Dataset rows on where objects appear

___

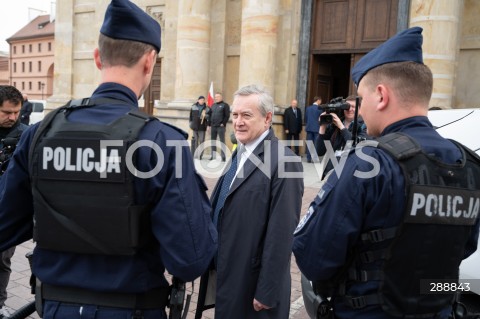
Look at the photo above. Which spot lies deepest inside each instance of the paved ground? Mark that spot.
(19, 287)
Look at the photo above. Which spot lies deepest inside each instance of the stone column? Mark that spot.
(439, 20)
(193, 51)
(63, 79)
(259, 43)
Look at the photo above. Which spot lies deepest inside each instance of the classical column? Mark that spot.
(259, 43)
(193, 51)
(63, 79)
(440, 22)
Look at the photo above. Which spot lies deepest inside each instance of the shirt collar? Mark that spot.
(251, 146)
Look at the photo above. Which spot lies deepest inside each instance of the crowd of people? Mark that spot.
(105, 234)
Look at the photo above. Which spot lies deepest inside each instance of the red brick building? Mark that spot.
(32, 58)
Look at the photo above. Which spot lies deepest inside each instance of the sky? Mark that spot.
(15, 14)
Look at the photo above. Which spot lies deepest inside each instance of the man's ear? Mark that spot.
(150, 61)
(383, 96)
(268, 119)
(96, 58)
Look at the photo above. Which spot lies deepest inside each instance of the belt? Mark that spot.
(153, 299)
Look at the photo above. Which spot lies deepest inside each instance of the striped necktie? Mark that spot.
(227, 181)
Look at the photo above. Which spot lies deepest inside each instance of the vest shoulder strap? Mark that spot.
(399, 145)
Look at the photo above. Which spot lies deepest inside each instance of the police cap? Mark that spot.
(404, 46)
(125, 21)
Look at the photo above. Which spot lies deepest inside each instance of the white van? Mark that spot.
(38, 111)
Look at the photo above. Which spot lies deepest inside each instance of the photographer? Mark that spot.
(339, 131)
(10, 130)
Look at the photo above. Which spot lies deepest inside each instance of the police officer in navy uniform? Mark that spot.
(109, 194)
(403, 212)
(11, 129)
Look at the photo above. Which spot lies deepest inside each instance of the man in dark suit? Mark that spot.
(292, 123)
(26, 110)
(256, 206)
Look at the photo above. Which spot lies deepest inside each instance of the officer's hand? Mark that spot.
(337, 121)
(258, 305)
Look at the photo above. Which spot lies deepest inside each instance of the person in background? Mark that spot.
(107, 230)
(218, 116)
(292, 123)
(11, 129)
(27, 109)
(339, 132)
(198, 123)
(255, 209)
(378, 236)
(312, 125)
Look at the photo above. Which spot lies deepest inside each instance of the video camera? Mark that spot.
(336, 105)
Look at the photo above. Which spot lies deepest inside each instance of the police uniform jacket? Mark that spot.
(184, 237)
(255, 237)
(349, 206)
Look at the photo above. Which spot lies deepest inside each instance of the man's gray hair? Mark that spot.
(265, 100)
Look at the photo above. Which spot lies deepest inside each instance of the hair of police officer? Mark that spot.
(118, 52)
(412, 82)
(11, 94)
(265, 100)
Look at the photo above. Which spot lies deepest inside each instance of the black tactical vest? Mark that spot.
(443, 202)
(82, 186)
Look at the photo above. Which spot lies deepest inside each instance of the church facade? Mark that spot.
(295, 48)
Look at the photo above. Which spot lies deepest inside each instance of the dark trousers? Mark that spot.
(197, 139)
(220, 132)
(5, 270)
(294, 137)
(59, 310)
(311, 136)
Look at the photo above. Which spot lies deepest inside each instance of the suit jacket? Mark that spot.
(256, 229)
(291, 122)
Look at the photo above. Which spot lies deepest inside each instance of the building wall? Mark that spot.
(32, 66)
(4, 68)
(233, 43)
(467, 92)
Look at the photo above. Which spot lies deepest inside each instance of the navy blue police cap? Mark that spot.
(404, 46)
(125, 21)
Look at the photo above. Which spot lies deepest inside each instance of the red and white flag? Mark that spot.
(210, 100)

___

Exercise description: Edit all the rows so that each "Mark that spot" becomes "Mark that point", with nothing else changed. Omit the pictures from your answer.

Final result:
Look at the photo above. Which spot lies deepest inside each instance of the paved ground? Mark that point.
(19, 287)
Look at the photo above. Which spot lies deepest inside each instance of the stone column? Mark that point.
(439, 20)
(193, 51)
(63, 79)
(259, 43)
Look at the photo above. Which spot lies deepest inside each instance of the classical column? Mark that point.
(259, 43)
(193, 51)
(63, 79)
(440, 22)
Look at the photo above. Which spot lies deepest inside each instance of the shirt collar? Mark that point.
(251, 146)
Look at the photo above. Which spot lies deepest inside each instance of the crowd of people? Mark that point.
(105, 234)
Look at the photo above. Which spot lies deepest inside each instance of the red brick building? Mark that point.
(32, 58)
Look at the photo above. Which spot lies deepest inside each instance of the sky? Mark that point.
(15, 14)
Look at the photo above. Which spot lies deepest inside each instance of the man's ear? Mark that point.
(150, 61)
(383, 96)
(268, 119)
(96, 58)
Look at the photo above. Which spot lies deepest inside each instance of the belt? Mark that point.
(153, 299)
Look at the photo above. Which spot lies deepest inside each instance of the striped necktie? Mark that point.
(227, 181)
Look at the photo above. Which spot lies deepest inside each instance of the vest shoulder strap? Mark that point.
(399, 145)
Look at the photo above. Which spot lies deepest inside each instance of the police cap? Mark that point.
(404, 46)
(125, 21)
Look at the photo above. Which spot lies deepest inside each instance of the white van? Mark that point.
(38, 111)
Look at the photo above. Which spot lies deepest inside each instance of the photographer? Mark that point.
(339, 131)
(10, 130)
Look at the photo above. Which spot lies deepest inside each instance of the police officer in navy uniform? Mark that point.
(109, 194)
(403, 212)
(11, 129)
Look at the photo above. Which spot lies deepest inside each instance of the man in dark suit? Mark that point.
(292, 123)
(26, 110)
(256, 206)
Look at the photo above. Which spot lies deepest inside each instance of the officer's hand? Mark that point.
(337, 121)
(258, 305)
Look at the photo above. Which spot lies deepest inside each instance of the person in background? Mark that point.
(107, 230)
(218, 116)
(292, 123)
(11, 129)
(27, 109)
(339, 132)
(198, 123)
(255, 209)
(378, 236)
(312, 125)
Look at the photo above. Which spot lies deepest inside each instance of the video camera? Mark that point.
(336, 105)
Look at the photo above. Which spot lies deepest inside each instance of the police uniform jacket? Mark that point.
(184, 237)
(255, 237)
(349, 206)
Look at the photo above. Which spot lies deepest inside each instance of the man's gray hair? Mark that point.
(265, 100)
Look at the photo above. Which spot lies deepest inside each instance of the hair of police officer? Mark that point.
(118, 52)
(412, 82)
(11, 94)
(265, 100)
Look at the photo above. Which spot lies deepest inside each instance of the black tactical vest? Mark that point.
(443, 202)
(82, 186)
Look at the photo above. Which spot lies deepest inside each instance of the church facade? Mark that point.
(295, 48)
Look at the photo above. Which spot lies deepest inside each instance of the dark trousers? Mark that point.
(197, 139)
(220, 132)
(5, 270)
(294, 137)
(59, 310)
(311, 136)
Look at the photo above. Which spot lies deepest inside each instance of the suit jacket? Mark that point.
(256, 229)
(291, 122)
Look at the photo above. Which spot lies deepest inside each instance of the building wall? Mark that point.
(32, 66)
(4, 68)
(233, 43)
(467, 92)
Look at the photo above. Which spot lies deepest inside each instance of the navy blue police cap? Mark that point.
(404, 46)
(125, 21)
Look at the photo above. Which spot lies deepest inside each instance of the red and white flag? Mark that point.
(210, 100)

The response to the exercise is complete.